Selected passage:
○ ○ ○ ○ ○ ○ ○

When weighing whether or not to take on a home loan, finding similar information to compare can be tricky. Many lenders aren’t up front about interest, fees and terms. And hunting for important information — like whether you’re allowed to buy points to lower your interest rate — can take some digging.

Our loan rating system is designed to help you compare a lender’s overall performance, not just the numbers. When rating a mortgage, our researchers consider APRs, loan amounts and terms as well as customer reviews, the application process and other factors that play into a decision.

It’s meant to provide you with a simple starting point. But what’s good for other borrowers might not be the best option for your needs. Read our comprehensive provider reviews before applying for a loan.

Our ratings

We rate loans using a system of one to five stars.

★★★★★ — Excellent

★★★★★ — Good

★★★★★ — Average

★★★★★ — Subpar

★★★★★ — Poor

How we rate interest rates and fees

When we look at a loan’s interest rate and fees — commonly expressed as the annual percentage rate (APR) — we consider both the highest and lowest APRs.

In addition to APR, we also consider the fees a lender charges. Charging “junk” fees, like a commitment fee, an application fee or a rate-lock fee, can hurt a lender’s rating. Further hurting its score is failing to offer a grace period before charging late or insufficient funds fees.

How we rate customer reviews

We base our customer review rating on a lender’s Trustpilot and Better Business Bureau (BBB) pages.

○ ○ ○ ○ ○ ○ ○

Provided material:
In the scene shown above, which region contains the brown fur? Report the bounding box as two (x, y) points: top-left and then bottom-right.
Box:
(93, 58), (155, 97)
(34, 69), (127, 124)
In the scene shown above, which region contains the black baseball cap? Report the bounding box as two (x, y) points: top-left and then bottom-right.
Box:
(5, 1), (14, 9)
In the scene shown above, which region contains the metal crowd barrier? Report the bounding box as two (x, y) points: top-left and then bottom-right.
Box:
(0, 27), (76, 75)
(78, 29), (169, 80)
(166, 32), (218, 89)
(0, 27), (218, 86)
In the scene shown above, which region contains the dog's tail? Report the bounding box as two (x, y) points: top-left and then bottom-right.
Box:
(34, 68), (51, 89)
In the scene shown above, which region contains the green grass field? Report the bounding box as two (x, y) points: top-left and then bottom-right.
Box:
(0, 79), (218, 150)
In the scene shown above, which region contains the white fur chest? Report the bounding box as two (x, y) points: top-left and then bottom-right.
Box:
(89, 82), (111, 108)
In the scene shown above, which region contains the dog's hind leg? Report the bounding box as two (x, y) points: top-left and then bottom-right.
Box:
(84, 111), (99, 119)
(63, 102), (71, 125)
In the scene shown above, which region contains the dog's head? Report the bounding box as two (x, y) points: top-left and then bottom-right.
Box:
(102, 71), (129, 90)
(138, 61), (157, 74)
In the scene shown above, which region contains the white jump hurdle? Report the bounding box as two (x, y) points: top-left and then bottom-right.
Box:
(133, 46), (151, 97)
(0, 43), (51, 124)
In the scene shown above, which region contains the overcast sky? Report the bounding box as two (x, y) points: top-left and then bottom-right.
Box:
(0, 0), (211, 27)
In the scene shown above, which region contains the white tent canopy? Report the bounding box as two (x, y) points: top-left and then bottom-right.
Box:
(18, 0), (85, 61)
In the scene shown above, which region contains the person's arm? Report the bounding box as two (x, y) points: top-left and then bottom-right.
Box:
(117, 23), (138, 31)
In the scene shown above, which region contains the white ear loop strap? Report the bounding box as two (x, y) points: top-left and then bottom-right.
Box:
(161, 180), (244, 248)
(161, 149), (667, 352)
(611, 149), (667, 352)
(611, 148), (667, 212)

○ ○ ○ ○ ○ ○ ○

Required tasks:
[1] From the mortgage rating text, list the quality labels used in its one-to-five-star scale, in the order given.
[2] Carry the mortgage rating text forward, starting right after its sentence about Trustpilot and Better Business Bureau pages.

Answer set:
[1] Excellent, Good, Average, Subpar, Poor

[2]
With Trustpilot, we consider the lender’s overall score and the percentage of users who give the lender an “Excellent” rating.

With the BBB, we consider its BBB rating, whether it’s accredited by the organization, its percentage of positive reviews and the number of customer complaints. Government actions filed against a lender can negatively affect its rating.

We also look at the number of users who’ve reviewed the lender. For instance, a 9 out of 10 Trustpilot score based on 20 reviews isn’t weighed as heavily as the same rating based on 11,000. If a provider doesn’t have a Trustpilot or BBB page, that can also hurt its score.

How we rate borrower experience

We look at benefits or perks that might improve a borrower’s overall experience when applying for and repaying the loan. For example, we consider whether a lender shares their interest rates and fees upfront.

We like perks that include free rate locks, online support, no prepayment penalty and special mortgage programs . A wide selection of mortgage and payment options can further boost a lender’s score.